**OBJECTIVE**
Return each line of the data below verbatim, in its original order.

**PROVIDED ENTRIES**
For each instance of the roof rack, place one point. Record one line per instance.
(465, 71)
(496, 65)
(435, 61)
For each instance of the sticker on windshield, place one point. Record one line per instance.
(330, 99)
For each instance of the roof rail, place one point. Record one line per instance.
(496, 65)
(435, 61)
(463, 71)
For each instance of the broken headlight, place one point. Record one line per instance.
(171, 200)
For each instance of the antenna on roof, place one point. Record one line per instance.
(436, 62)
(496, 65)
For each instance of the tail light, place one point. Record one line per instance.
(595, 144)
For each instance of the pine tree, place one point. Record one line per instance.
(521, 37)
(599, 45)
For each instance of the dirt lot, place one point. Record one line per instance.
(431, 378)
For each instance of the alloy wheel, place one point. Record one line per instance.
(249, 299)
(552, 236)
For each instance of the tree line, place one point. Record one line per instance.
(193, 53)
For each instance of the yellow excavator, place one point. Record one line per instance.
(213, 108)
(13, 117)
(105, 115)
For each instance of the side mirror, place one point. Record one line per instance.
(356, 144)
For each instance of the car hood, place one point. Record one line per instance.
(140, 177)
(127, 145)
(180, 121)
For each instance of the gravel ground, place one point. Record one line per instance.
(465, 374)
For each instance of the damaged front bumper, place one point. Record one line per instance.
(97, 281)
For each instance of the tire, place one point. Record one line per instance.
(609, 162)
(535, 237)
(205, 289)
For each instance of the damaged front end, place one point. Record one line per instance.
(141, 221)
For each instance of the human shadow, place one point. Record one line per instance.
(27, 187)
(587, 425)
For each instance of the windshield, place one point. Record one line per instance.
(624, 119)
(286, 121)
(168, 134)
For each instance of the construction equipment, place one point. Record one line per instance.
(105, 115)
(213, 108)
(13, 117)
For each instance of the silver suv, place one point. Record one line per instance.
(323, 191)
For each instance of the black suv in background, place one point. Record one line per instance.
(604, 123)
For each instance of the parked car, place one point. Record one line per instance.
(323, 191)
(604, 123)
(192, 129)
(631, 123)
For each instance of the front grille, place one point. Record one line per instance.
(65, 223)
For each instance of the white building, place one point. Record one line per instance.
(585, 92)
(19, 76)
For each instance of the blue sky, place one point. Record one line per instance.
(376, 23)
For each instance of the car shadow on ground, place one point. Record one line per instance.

**TASK ANSWER**
For each instance of the roof rack, place one point. Record one line per instance.
(465, 71)
(496, 65)
(435, 61)
For each instance of the sticker on windshield, place one point. Record one line per instance.
(330, 99)
For each instance of the roof rail, place one point. Record one line per instance.
(496, 65)
(435, 61)
(463, 71)
For each instance of the broken headlight, place one point. Record one line per instance.
(171, 200)
For each instance of the antenna on roof, place one point. Record one line per instance.
(436, 62)
(496, 65)
For each instance of the tail light, place one point. Record one line per instance.
(595, 144)
For each instance of the pine tree, place one point. Record one line per instance.
(521, 37)
(599, 45)
For each instance of the dirt lot, place one point. Record one line per instance.
(431, 378)
For each instance of the alloy wheel, place one point. Record one line per instance.
(249, 299)
(552, 236)
For each instance of the tree line, place one point. Record one line per instance.
(193, 53)
For each instance of the yellow excavator, place one point. Record one line per instance.
(213, 108)
(13, 117)
(105, 115)
For each instance of the side mirror, place one point. Record one line per instance.
(356, 144)
For each instance of the car hood, place one point. Record one line per instance.
(140, 177)
(127, 145)
(180, 121)
For each instance of the gravel ground, place one point. Record one line per instance.
(465, 374)
For each instance of the damaged front bumper, place one point. Record one line per instance.
(97, 281)
For each instance of the tire, place one point. Record one line per instance.
(609, 162)
(535, 237)
(205, 289)
For each instance of the damaged front end, place one point. Record one line per instance.
(141, 221)
For each instance of the human shadow, place one point. Record one line per instance.
(27, 187)
(587, 425)
For each instance of the windshield, place one point. Record one line per instance.
(624, 119)
(286, 121)
(168, 134)
For each instance of the construction equipment, place one point. Record one line per instance.
(105, 115)
(213, 108)
(13, 117)
For each instance of the silver suv, place one point. Record one line per instance.
(323, 191)
For each instance of the black suv in background, place one point. Record one line per instance.
(604, 123)
For each instance of the parked car, place one point. Record one line per instance.
(323, 191)
(604, 123)
(192, 129)
(631, 123)
For each instance of the front grille, place one point. Record one line per instance.
(65, 223)
For each instance of the white building, place one point. Record one line per instance.
(585, 92)
(19, 76)
For each instance of the blue sky, place one point. Record one line per instance.
(376, 23)
For each instance of the car shadow on ground, place one point. Record one line per instance.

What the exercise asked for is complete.